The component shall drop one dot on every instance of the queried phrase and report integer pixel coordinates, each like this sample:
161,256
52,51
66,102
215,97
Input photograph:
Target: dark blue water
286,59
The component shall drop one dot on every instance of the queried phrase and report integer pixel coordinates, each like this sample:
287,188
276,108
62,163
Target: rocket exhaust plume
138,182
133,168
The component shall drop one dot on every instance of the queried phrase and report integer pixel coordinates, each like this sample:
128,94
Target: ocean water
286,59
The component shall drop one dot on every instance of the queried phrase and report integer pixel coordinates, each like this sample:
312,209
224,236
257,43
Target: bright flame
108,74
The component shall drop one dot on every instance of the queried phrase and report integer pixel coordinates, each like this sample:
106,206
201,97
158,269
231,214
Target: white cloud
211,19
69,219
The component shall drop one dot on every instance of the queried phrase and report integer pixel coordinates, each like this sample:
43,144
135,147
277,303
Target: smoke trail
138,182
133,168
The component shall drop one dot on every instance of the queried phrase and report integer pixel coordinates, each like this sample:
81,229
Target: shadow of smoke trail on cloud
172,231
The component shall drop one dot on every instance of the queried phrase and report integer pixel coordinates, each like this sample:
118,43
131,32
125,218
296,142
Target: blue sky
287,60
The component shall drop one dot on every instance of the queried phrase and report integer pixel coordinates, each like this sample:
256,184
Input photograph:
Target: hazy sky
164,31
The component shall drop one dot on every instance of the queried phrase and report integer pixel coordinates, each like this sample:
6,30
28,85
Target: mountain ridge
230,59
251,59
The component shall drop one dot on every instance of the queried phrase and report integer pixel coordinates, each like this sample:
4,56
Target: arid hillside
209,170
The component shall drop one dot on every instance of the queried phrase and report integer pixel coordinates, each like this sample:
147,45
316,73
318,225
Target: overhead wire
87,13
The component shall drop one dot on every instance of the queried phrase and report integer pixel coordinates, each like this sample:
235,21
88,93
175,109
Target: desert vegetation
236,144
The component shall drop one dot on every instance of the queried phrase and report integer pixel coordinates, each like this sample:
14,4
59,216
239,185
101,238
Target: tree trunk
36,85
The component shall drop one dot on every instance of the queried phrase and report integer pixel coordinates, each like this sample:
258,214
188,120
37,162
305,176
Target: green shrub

- [TASK DESCRIPTION]
Send back the complete set of entries, exactly as shown above.

- [COMPLETED TASK]
The component shall drop one dot on every instance of the queried phrase and report integer pixel coordinates, each like this sample:
161,256
52,51
66,102
215,97
Input photograph:
Target: dark blue water
286,59
The component shall drop one dot on every instance of the queried phrase and report integer pixel coordinates, each like this sample:
287,188
276,108
62,163
Target: rocket exhaust plume
138,182
133,168
The component shall drop one dot on every instance of the queried phrase and report integer pixel coordinates, each like this sample:
128,94
Target: ocean water
286,59
The component shall drop one dot on every instance of the queried phrase and report integer pixel coordinates, each like this sample:
312,209
224,236
257,43
Target: bright flame
108,74
The component shall drop one dot on every instance of the queried phrase and report integer pixel coordinates, each like this sample:
106,206
201,97
158,269
231,214
Target: white cloud
211,19
69,219
The component shall drop one dot on every instance of the queried phrase and report integer pixel coordinates, each like this sample:
43,144
135,147
277,303
Target: smoke trail
138,182
133,168
The component shall drop one dot on every instance of the queried phrase and report integer pixel coordinates, each like this sample:
81,229
Target: shadow of smoke trail on cloud
172,231
The component shall drop one dot on every instance of the queried phrase and report integer pixel coordinates, each like this sample:
118,43
131,32
125,218
296,142
Target: blue sky
287,60
The component shall drop one dot on every instance of the queried phrase and report integer pixel coordinates, each like this sample:
256,184
Input photograph:
Target: hazy sky
164,31
The component shall drop one dot on every instance of the queried phrase and report integer pixel coordinates, each like this sample:
6,30
28,85
Target: mountain ridge
230,59
251,59
The component shall drop one dot on every instance of the queried phrase and report integer pixel coordinates, each like this sample:
4,56
Target: arid hillside
209,170
The component shall drop one dot on every instance of the queried phrase and report integer pixel coordinates, each like this sample:
147,45
316,73
318,225
Target: overhead wire
87,13
The component shall drop one dot on every instance of the queried phrase and report integer pixel coordinates, each like this sample:
235,21
88,93
175,109
Target: desert vegetation
236,144
The component shall drop one dot on every instance of the queried phrase and report integer pixel coordinates, each like this sample:
14,4
59,216
239,185
101,238
Target: tree trunk
36,85
The component shall drop one dot on every instance of the queried phrase and report integer pixel coordinates, each like this sample:
258,214
188,120
37,162
305,176
Target: green shrub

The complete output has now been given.